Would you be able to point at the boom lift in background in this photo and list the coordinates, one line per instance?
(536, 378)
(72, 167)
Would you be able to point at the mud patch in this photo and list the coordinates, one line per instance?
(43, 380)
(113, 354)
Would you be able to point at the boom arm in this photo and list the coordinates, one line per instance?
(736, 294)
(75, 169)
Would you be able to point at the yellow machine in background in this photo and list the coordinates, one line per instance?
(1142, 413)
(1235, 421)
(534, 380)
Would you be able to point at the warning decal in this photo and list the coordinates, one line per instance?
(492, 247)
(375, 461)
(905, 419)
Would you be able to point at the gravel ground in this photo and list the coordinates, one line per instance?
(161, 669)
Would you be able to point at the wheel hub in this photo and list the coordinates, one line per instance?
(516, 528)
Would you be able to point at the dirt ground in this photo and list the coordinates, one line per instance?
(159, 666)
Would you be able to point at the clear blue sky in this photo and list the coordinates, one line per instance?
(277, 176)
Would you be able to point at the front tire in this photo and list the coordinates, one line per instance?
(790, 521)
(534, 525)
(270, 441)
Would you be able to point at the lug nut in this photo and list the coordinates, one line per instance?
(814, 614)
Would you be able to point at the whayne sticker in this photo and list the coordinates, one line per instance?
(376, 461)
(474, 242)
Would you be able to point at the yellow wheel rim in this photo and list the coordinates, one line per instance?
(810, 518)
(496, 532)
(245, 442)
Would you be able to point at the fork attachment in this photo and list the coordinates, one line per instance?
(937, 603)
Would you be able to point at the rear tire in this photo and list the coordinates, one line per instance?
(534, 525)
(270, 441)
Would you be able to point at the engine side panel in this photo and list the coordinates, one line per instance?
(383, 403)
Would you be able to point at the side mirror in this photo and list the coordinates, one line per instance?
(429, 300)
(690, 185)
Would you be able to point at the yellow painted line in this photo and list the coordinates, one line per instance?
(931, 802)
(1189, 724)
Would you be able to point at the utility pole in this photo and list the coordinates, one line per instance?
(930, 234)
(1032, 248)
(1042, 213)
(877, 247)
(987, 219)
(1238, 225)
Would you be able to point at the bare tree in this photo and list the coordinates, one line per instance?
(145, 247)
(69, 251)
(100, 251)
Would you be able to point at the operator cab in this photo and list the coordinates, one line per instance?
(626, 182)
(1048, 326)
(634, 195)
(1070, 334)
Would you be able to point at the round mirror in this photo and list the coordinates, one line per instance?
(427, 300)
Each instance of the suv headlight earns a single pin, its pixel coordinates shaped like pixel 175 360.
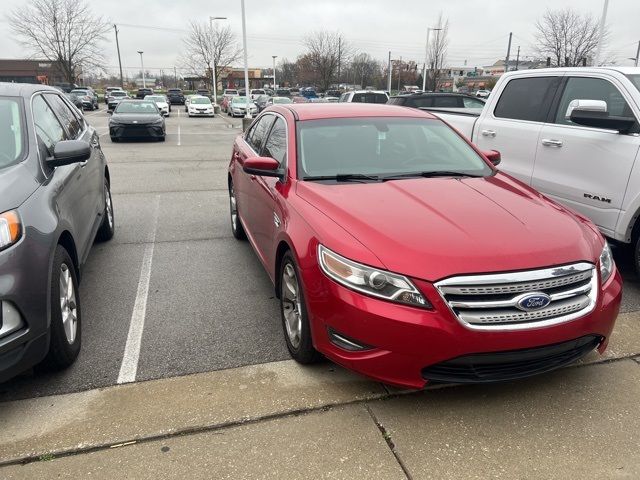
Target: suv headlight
pixel 10 229
pixel 606 263
pixel 368 280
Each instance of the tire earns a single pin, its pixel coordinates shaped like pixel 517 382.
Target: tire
pixel 293 311
pixel 63 351
pixel 108 225
pixel 236 225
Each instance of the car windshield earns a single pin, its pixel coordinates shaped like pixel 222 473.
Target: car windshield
pixel 384 146
pixel 12 136
pixel 635 79
pixel 136 107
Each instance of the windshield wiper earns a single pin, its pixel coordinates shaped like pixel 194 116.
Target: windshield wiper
pixel 345 177
pixel 431 174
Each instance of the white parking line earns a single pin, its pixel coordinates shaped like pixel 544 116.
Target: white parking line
pixel 129 366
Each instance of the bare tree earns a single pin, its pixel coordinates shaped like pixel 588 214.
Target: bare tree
pixel 567 37
pixel 327 53
pixel 206 48
pixel 438 44
pixel 62 31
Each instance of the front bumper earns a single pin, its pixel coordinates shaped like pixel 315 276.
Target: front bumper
pixel 136 131
pixel 405 341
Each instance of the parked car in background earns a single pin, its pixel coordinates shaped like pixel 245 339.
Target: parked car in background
pixel 398 250
pixel 115 97
pixel 55 201
pixel 439 100
pixel 138 119
pixel 161 102
pixel 175 96
pixel 143 92
pixel 238 107
pixel 364 96
pixel 107 91
pixel 262 102
pixel 200 106
pixel 574 135
pixel 88 98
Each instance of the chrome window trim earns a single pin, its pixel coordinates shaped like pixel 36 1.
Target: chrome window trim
pixel 524 277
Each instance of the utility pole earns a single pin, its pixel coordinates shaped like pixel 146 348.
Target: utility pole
pixel 506 62
pixel 115 28
pixel 389 75
pixel 603 21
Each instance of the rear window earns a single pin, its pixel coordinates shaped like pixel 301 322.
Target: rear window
pixel 369 98
pixel 12 134
pixel 527 98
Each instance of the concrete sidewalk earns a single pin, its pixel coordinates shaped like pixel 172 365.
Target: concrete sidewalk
pixel 281 420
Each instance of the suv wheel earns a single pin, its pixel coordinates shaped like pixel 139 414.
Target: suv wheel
pixel 66 325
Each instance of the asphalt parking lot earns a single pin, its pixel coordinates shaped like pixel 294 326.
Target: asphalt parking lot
pixel 203 299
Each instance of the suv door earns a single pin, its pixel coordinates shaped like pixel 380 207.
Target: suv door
pixel 583 167
pixel 64 183
pixel 513 127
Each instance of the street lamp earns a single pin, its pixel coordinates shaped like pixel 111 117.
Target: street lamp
pixel 274 70
pixel 213 60
pixel 144 81
pixel 426 57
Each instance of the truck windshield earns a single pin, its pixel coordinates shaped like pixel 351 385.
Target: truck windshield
pixel 12 135
pixel 382 147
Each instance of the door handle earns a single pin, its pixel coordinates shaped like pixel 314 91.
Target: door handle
pixel 549 142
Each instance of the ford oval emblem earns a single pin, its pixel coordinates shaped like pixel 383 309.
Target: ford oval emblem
pixel 533 301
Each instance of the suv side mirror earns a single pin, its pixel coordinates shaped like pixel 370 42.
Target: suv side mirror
pixel 263 166
pixel 593 113
pixel 493 156
pixel 67 152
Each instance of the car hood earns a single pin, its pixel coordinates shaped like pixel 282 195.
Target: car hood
pixel 437 227
pixel 16 185
pixel 129 118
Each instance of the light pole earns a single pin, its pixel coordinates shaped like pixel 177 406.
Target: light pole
pixel 246 61
pixel 213 60
pixel 274 70
pixel 144 81
pixel 426 58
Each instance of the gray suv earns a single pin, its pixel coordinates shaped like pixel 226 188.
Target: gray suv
pixel 54 201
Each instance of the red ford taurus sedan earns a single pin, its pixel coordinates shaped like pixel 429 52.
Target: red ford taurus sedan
pixel 398 250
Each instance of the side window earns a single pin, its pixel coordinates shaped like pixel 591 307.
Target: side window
pixel 447 102
pixel 65 115
pixel 472 103
pixel 258 133
pixel 48 128
pixel 276 146
pixel 582 88
pixel 526 98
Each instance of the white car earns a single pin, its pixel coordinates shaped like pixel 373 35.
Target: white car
pixel 200 106
pixel 161 102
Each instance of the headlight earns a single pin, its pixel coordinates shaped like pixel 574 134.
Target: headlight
pixel 606 263
pixel 374 282
pixel 10 229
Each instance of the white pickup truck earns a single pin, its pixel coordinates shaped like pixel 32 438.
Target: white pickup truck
pixel 571 133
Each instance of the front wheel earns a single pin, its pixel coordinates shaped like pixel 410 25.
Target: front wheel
pixel 66 325
pixel 295 319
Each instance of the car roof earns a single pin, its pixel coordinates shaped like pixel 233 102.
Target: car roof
pixel 316 111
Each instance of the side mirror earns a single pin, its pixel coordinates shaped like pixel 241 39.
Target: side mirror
pixel 493 156
pixel 263 166
pixel 67 152
pixel 593 113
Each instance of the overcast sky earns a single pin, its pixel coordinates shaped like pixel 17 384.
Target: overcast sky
pixel 478 31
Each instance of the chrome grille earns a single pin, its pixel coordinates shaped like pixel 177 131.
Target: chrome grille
pixel 492 302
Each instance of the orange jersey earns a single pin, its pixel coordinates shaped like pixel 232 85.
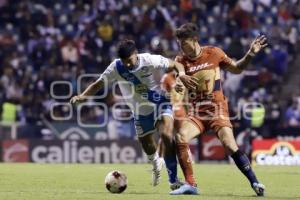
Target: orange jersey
pixel 208 105
pixel 207 69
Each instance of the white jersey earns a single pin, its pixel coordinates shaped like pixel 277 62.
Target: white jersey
pixel 135 84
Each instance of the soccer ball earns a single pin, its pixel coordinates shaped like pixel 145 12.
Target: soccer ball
pixel 116 182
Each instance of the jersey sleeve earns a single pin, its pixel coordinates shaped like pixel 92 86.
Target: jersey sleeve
pixel 159 61
pixel 223 58
pixel 109 75
pixel 167 82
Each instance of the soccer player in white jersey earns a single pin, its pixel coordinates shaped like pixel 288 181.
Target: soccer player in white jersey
pixel 151 108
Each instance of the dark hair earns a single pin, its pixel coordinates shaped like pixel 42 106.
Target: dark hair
pixel 126 48
pixel 187 30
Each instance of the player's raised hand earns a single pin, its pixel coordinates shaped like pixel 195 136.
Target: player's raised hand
pixel 77 99
pixel 189 82
pixel 258 44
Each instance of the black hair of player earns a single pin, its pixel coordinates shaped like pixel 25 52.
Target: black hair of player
pixel 188 30
pixel 126 48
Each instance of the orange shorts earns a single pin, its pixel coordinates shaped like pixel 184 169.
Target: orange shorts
pixel 213 115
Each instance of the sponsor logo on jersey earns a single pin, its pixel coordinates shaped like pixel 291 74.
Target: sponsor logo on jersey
pixel 199 67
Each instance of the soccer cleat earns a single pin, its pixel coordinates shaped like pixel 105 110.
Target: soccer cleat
pixel 176 185
pixel 185 189
pixel 157 167
pixel 259 189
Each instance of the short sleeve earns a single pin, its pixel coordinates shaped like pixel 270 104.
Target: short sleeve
pixel 109 75
pixel 168 82
pixel 159 61
pixel 223 58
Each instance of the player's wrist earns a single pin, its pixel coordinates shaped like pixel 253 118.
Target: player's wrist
pixel 251 53
pixel 180 74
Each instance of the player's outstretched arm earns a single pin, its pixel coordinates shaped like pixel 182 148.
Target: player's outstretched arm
pixel 256 46
pixel 89 91
pixel 188 81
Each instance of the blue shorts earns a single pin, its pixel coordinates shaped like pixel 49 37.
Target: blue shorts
pixel 145 124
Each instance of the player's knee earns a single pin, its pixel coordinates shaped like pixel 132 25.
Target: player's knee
pixel 167 139
pixel 166 130
pixel 181 138
pixel 229 145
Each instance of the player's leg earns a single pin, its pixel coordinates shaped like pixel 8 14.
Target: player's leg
pixel 144 126
pixel 226 136
pixel 150 148
pixel 165 128
pixel 187 131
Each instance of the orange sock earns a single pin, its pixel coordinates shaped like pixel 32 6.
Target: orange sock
pixel 185 162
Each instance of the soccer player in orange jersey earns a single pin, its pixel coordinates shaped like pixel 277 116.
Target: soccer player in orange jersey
pixel 208 105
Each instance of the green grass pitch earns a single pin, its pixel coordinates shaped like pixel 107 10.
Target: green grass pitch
pixel 84 181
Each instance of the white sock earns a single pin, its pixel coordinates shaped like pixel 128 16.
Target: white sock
pixel 153 156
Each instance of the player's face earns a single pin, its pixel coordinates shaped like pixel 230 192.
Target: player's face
pixel 131 61
pixel 188 46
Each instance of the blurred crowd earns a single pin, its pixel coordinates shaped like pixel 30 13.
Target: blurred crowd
pixel 46 41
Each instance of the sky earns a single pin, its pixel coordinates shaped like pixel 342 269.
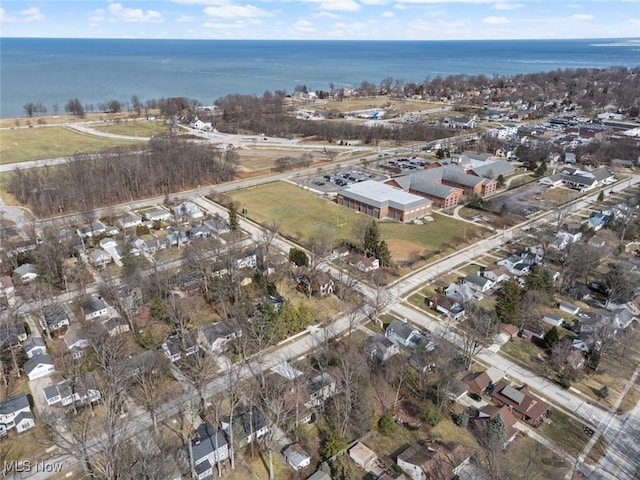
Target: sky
pixel 321 19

==*==

» Try it: Please copy, exactly as written, every line in the listing above from the line with "Each instance of the red" up to and including the line with "Each instance of the white pickup".

» Response:
Each instance of the red ford taurus sedan earns a single pin, its pixel coordinates shaped like pixel 429 52.
Target: red ford taurus sedan
pixel 398 250
Each instance of the side window earns a single pin, its pixel coordinates shaped like pixel 591 307.
Target: side window
pixel 447 102
pixel 65 115
pixel 472 103
pixel 258 133
pixel 48 128
pixel 276 146
pixel 582 88
pixel 526 98
Each instance of the white car earns a single pin, its pixel coordinates shaped like pixel 373 35.
Target: white car
pixel 200 106
pixel 161 102
Each instance of the headlight earns a single pin, its pixel coordinates shaped like pixel 574 134.
Target: headlight
pixel 606 263
pixel 374 282
pixel 10 229
Each instance of the white pickup truck earns a single pin, its pixel coordinates shaped like pixel 32 438.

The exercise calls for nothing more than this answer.